▶ Problem statement:
Copy out the records below with every "Emit" swapped for "Return", leaving everything else as it stands.
-------- Rows
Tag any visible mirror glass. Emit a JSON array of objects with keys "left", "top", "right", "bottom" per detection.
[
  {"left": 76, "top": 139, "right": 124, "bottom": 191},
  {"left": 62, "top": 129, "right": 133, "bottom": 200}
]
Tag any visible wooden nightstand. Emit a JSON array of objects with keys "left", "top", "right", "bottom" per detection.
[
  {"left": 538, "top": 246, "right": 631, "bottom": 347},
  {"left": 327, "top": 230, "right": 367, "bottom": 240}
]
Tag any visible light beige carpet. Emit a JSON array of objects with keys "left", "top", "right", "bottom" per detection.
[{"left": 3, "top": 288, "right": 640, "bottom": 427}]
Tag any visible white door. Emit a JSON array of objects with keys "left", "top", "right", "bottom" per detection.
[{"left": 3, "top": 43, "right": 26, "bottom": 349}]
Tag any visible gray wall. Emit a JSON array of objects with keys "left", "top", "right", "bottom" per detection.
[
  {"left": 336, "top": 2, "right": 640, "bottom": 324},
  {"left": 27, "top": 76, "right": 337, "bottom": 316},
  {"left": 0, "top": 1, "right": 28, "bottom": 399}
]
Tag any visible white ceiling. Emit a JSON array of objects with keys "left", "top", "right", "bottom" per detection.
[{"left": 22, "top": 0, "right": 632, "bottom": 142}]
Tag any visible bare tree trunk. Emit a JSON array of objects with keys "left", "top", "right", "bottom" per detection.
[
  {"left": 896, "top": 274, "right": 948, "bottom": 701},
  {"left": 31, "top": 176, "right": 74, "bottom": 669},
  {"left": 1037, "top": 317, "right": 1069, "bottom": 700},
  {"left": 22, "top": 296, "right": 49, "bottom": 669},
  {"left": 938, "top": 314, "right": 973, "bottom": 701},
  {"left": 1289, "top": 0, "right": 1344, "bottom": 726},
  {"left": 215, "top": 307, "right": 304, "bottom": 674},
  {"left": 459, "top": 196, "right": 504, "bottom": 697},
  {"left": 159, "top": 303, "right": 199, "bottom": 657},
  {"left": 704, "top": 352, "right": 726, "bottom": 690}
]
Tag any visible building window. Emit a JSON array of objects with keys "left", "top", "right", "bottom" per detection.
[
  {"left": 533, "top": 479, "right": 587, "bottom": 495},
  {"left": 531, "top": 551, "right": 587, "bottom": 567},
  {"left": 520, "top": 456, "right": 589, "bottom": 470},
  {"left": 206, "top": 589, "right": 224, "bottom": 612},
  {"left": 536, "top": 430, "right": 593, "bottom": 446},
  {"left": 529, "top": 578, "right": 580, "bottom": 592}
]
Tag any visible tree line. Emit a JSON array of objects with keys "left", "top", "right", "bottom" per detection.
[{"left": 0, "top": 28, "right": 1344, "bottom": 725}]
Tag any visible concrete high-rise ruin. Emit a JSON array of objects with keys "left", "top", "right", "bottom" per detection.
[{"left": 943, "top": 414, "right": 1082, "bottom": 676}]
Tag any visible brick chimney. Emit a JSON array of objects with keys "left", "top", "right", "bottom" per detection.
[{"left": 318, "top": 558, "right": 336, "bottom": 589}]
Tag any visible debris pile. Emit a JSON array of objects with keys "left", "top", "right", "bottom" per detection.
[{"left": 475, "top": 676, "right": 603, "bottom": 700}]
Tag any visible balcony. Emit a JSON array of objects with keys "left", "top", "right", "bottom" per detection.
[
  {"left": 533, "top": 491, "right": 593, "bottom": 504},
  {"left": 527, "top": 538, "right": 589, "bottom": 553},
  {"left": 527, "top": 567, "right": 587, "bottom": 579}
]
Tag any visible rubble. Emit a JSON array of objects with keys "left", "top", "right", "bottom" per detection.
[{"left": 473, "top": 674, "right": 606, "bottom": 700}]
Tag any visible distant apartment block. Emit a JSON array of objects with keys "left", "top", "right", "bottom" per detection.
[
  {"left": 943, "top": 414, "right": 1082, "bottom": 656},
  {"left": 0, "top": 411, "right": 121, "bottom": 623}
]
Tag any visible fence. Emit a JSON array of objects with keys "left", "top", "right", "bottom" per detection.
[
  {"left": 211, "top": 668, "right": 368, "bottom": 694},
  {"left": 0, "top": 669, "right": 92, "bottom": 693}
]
----------------
▶ Answer to this exercise:
Tag any visible mirror glass. Return a JSON array of objects with keys "left", "top", "right", "bottom" per detection.
[
  {"left": 76, "top": 139, "right": 124, "bottom": 191},
  {"left": 62, "top": 129, "right": 133, "bottom": 200}
]
Tag any visible wooden nightstand. Return a JSON array of objects with keys "left", "top", "right", "bottom" per detection.
[
  {"left": 538, "top": 246, "right": 631, "bottom": 347},
  {"left": 327, "top": 230, "right": 367, "bottom": 240}
]
Tag any visible light beige carpet. Return a JSON array of objects with keys "left", "top", "right", "bottom" per detection.
[{"left": 3, "top": 288, "right": 640, "bottom": 427}]
Tag any visible white door. Return a JSON array of objects with keys "left", "top", "right", "bottom" per detection.
[{"left": 3, "top": 43, "right": 26, "bottom": 349}]
Tag any visible gray wall. Return a JSON array of objects with keys "left", "top", "right", "bottom" per detection.
[
  {"left": 336, "top": 2, "right": 640, "bottom": 324},
  {"left": 27, "top": 76, "right": 337, "bottom": 316},
  {"left": 0, "top": 1, "right": 28, "bottom": 399}
]
Tag any visible white ceiling. Return a JSON array of objects with keys "left", "top", "right", "bottom" per detection.
[{"left": 22, "top": 0, "right": 632, "bottom": 142}]
Tag any visible bare tree trunk. Return a JSON array of objects with keys "left", "top", "right", "bottom" per detection.
[
  {"left": 896, "top": 274, "right": 948, "bottom": 701},
  {"left": 31, "top": 176, "right": 74, "bottom": 669},
  {"left": 1037, "top": 317, "right": 1069, "bottom": 700},
  {"left": 22, "top": 296, "right": 49, "bottom": 669},
  {"left": 938, "top": 314, "right": 973, "bottom": 701},
  {"left": 1289, "top": 0, "right": 1344, "bottom": 726},
  {"left": 215, "top": 307, "right": 304, "bottom": 674},
  {"left": 459, "top": 196, "right": 504, "bottom": 697},
  {"left": 159, "top": 303, "right": 199, "bottom": 657},
  {"left": 704, "top": 352, "right": 726, "bottom": 690}
]
Tag any visible building window. Return a JSON array of objects with keys "left", "top", "right", "bottom" per detection.
[
  {"left": 533, "top": 479, "right": 587, "bottom": 495},
  {"left": 531, "top": 551, "right": 587, "bottom": 567},
  {"left": 520, "top": 456, "right": 589, "bottom": 470},
  {"left": 206, "top": 589, "right": 224, "bottom": 612},
  {"left": 536, "top": 430, "right": 593, "bottom": 446},
  {"left": 529, "top": 578, "right": 580, "bottom": 592}
]
Tag any visible tree line. Return a JSON array of objects with keys "left", "top", "right", "bottom" per detection.
[{"left": 0, "top": 28, "right": 1344, "bottom": 725}]
Tag any visible concrete high-rise ruin. Return a JSON array of objects with keys "left", "top", "right", "bottom" per detection.
[{"left": 943, "top": 414, "right": 1082, "bottom": 676}]
Tag any visible brick chimney. Return a JSON array of objects with keys "left", "top", "right", "bottom" per detection.
[{"left": 318, "top": 558, "right": 336, "bottom": 589}]
Tag any visible debris pile. Return a JSON array of objects with keys "left", "top", "right", "bottom" per detection.
[{"left": 475, "top": 676, "right": 603, "bottom": 700}]
Tag any visible balcony. Return a JSON array of objects with keys "left", "top", "right", "bottom" per detection.
[
  {"left": 533, "top": 491, "right": 593, "bottom": 504},
  {"left": 527, "top": 538, "right": 589, "bottom": 553},
  {"left": 527, "top": 567, "right": 587, "bottom": 579}
]
Tag any visible rubble. Return a JSON array of objects with keys "left", "top", "right", "bottom" per detection.
[{"left": 473, "top": 674, "right": 606, "bottom": 700}]
Tag any visible distant apartment block. Return a JSON array of objects with keys "left", "top", "right", "bottom" per detection.
[
  {"left": 943, "top": 414, "right": 1082, "bottom": 656},
  {"left": 0, "top": 411, "right": 121, "bottom": 623}
]
Tag any visible fence. Return a JSON array of objects with keys "left", "top", "right", "bottom" per detection.
[
  {"left": 211, "top": 668, "right": 368, "bottom": 694},
  {"left": 0, "top": 669, "right": 92, "bottom": 693}
]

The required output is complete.